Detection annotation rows
════════════════════
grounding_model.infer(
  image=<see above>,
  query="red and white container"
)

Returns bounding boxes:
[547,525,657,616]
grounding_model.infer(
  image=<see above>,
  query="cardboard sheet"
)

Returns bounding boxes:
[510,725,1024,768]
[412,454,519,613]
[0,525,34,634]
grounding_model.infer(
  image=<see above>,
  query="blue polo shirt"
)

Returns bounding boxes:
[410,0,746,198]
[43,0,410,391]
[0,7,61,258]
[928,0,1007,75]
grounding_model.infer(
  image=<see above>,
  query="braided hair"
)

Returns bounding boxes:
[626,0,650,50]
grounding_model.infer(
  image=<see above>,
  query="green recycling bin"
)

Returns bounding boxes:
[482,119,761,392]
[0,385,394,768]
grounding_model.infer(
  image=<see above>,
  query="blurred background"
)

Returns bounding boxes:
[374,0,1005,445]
════════════════════
WORK TO BE COMPLETED -
Please rewrite every line of the rows above as a Markdown table with the columns Number and Text, numbering the lines in order and leaving out the blank ones.

SOLVED PROBLEM -
| Number | Text |
|---|---|
| 1 | grounding_model.infer( |
| 2 |   image=<see above>, |
| 3 |   query="red and white container" |
| 4 | ) |
| 5 | Returns bounding boxes: |
| 6 | [547,525,657,616] |
| 7 | grounding_model.infer( |
| 8 |   image=<see above>, |
| 9 |   query="cardboard sheet" |
| 10 | ) |
| 11 | Returns bounding boxes: |
| 12 | [510,725,1024,768] |
| 13 | [412,454,519,613] |
| 14 | [0,525,34,634] |
| 15 | grounding_model.infer( |
| 16 |   image=<see above>, |
| 17 |   query="blue polo shirt" |
| 18 | ) |
| 19 | Returns bounding boxes: |
| 20 | [410,0,746,198] |
| 21 | [43,0,410,391] |
| 22 | [0,7,61,258] |
| 23 | [928,0,1007,75] |
| 24 | grounding_model.infer( |
| 25 |   image=<see above>, |
| 26 |   query="braided hair" |
| 27 | ) |
| 28 | Returns bounding boxes: |
| 29 | [626,0,650,50] |
| 30 | grounding_model.infer( |
| 31 |   image=<see above>, |
| 32 |   query="green recycling bin" |
| 33 | ) |
| 34 | Returns bounding boxes: |
| 35 | [482,119,761,392] |
| 36 | [0,385,394,768] |
| 37 | grounding_model.infer( |
| 38 |   image=<see above>, |
| 39 |   query="blurred background" |
| 40 | ) |
| 41 | Returns bounding boxes: |
| 42 | [374,0,1005,445] |